▶ **Reading passage**
•••
PIM BiDir is supported for Cisco Nexus 9300-EX and 9300-FX/FX2/FX3 platform switches.
vPC configuration — This is documented in Chapter 3. For comprehensive information on vPCs, refer to the respective Cisco
Nexus 5600, 7000, or 9000 Series vPC design/configuration guide.
Unicast routing and
IP addressing options
Each unicast routing protocol option (OSPF, IS-IS, and eBGP) and sample configurations are given below. Use an option to suit
your setup’s requirements.
Important
All routing configuration samples are from an IP underlay perspective and are not comprehensive. For complete configuration
information including routing process, authentication, Bidirectional Forwarding Detection (BFD) information, and so on, refer
to the respective routing configuration guide (for example, Cisco Nexus 5600 Series NX-OS Unicast Routing Configuration Guide, Cisco Nexus 7000 Series NX-OS Unicast Routing Configuration Guide, and Cisco Nexus 9000 Series NX-OS Unicast Routing Configuration Guide).
OSPF Underlay IP
Network
Some considerations are given
below:
For IP
addressing, use P2P links. Since only two switches are directly connected, you
can avoid a Designated Router/Backup Designated Router (DR/BDR) election.
Use the
point-to-point network type option. It is ideal for routed
interfaces or ports, and is optimal from a Link State Advertisements (LSA)
perspective.
Do not use the
broadcast type network. It is suboptimal from an LSA database perspective (LSA
type 1 – Router LSA and LSA type 2 – Network LSA) and necessitates a DR/BDR
election, thereby creating an additional election and database overhead.
Note
You
can divide OSPF networks into areas when the size of the routing domain
contains a high number of routers and/or IP prefixes.. The same general well
known OSPF best practice rules in regards of scale and configuration are
applicable for the VXLAN underlay too. For example, LSA type 1 and type 2 are
never flooded outside of an area. With multiple areas, the size of the OSPF LSA
databases can be reduced to optimize CPU and memory consumption.
•••
▶ **Required work**
Return, unchanged, the part of the Nexus underlay routing passage starting with "OSPF Underlay IP" and going on through "State Advertisements (LSA)". The lines further down are not needed for any of this work.

▶ **Available data**
•••
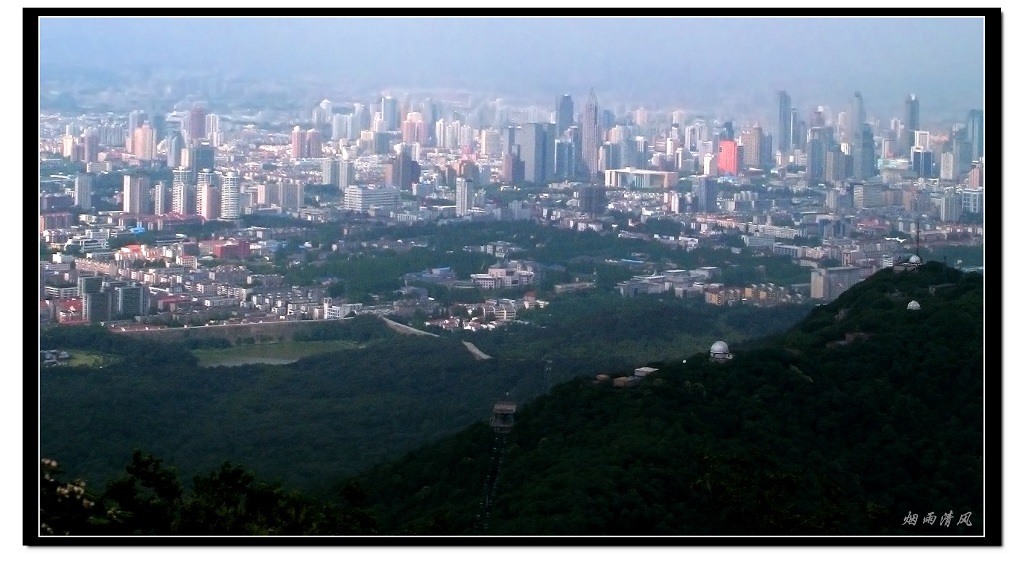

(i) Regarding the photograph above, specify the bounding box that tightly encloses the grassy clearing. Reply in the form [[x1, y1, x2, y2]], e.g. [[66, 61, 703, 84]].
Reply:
•••
▶ **Expected answer**
OSPF Underlay IP
Network
Some considerations are given
below:
For IP
addressing, use P2P links. Since only two switches are directly connected, you
can avoid a Designated Router/Backup Designated Router (DR/BDR) election.
Use the
point-to-point network type option. It is ideal for routed
interfaces or ports, and is optimal from a Link State Advertisements (LSA)